_Written problem_.
Rewrite the stretch of material from the line containing "Reviewer note: make sure each instance of the cluster" through the end of the material, keeping the requests and scaling every answer coordinate by 0.8, rounded to whole numbers with halves rounded up. Give only that stretch.

_The input_.
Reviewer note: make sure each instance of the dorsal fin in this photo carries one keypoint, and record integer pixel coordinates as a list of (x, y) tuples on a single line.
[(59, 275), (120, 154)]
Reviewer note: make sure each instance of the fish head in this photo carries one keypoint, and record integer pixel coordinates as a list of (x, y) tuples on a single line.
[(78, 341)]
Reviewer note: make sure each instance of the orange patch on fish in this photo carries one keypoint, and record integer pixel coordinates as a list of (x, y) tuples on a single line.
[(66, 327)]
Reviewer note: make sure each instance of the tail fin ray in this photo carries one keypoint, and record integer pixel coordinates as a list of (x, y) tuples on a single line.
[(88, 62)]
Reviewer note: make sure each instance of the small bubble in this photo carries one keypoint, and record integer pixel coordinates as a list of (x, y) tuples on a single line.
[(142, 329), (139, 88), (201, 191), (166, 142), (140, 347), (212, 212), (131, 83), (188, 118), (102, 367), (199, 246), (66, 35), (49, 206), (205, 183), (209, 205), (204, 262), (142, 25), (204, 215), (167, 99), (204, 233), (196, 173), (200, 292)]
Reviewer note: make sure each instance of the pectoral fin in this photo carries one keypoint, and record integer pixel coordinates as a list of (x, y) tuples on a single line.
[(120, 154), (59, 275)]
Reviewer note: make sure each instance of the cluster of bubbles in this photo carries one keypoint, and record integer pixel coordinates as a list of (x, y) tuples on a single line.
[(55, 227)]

_Task result_.
Reviewer note: make sure each instance of the cluster of bubbles in this photo carries one keypoint, and record integer pixel coordinates as a list of (x, y) tuples on a single line.
[(44, 182)]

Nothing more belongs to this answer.